Groups and overlaps
Routes: /workloads/groups, /workloads/groups/{id}, and /workloads/overlaps
Purpose
Groups organize workloads into non-destructive application families. Overlap analysis identifies resources represented by more than one workload, either explicitly or through a broader scope. Use both when production, staging, development, and shared-platform boundaries need to remain visible without losing their individual workload identities.
When to use groups
- Model an application family across production and non-production environments.
- Roll up resource count, health, criticality, environment mix, and risk.
- Compare members to find environment drift, such as a production-only service or missing control.
- Attach ownership and descriptive metadata at the family level.
When to use overlap analysis
- After Autopilot or manual scope changes.
- Before ownership, cost, or coverage reporting where double attribution matters.
- When a shared platform legitimately belongs to several applications.
- When a resource appears explicitly in one workload but is implied by another workload’s resource-group or subscription scope.
Prerequisites and data sources
Prerequisites and permissions
workloads.readfor groups, comparisons, and overlap scans.workloads.writeto create/edit/delete groups, assign members, or change workload membership.- A valid Azure connection for deep overlap expansion.
Tabs and actions
Freshness and scope behavior
Workflow overview
Group workflow
- Open
/workloads/groups. - Create a group with a clear name, description, owner, color, and tags, or review suggested families based on workload naming.

━━━━━━━━━━━━━━━━━━━━

■ Instructions:
• A. Repeat the part of the workload groups documentation between "When to use groups" and "to several applications.", inclusive, swapping "ownership" for "stewardship".
• B. According to the workload groups documentation, what do groups organize workloads into?

■ Available data:
━━━━━━━━━━━━━━━━━━━━

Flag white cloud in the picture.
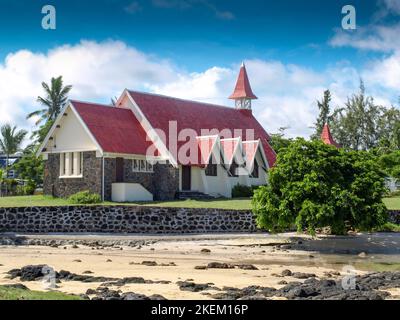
[0,41,177,134]
[0,41,400,142]
[124,1,142,14]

━━━━━━━━━━━━━━━━━━━━

■ Final answers:
• A.
When to use groups
- Model an application family across production and non-production environments.
- Roll up resource count, health, criticality, environment mix, and risk.
- Compare members to find environment drift, such as a production-only service or missing control.
- Attach stewardship and descriptive metadata at the family level.
When to use overlap analysis
- After Autopilot or manual scope changes.
- Before stewardship, cost, or coverage reporting where double attribution matters.
- When a shared platform legitimately belongs to several applications.

• B. Non-destructive application families.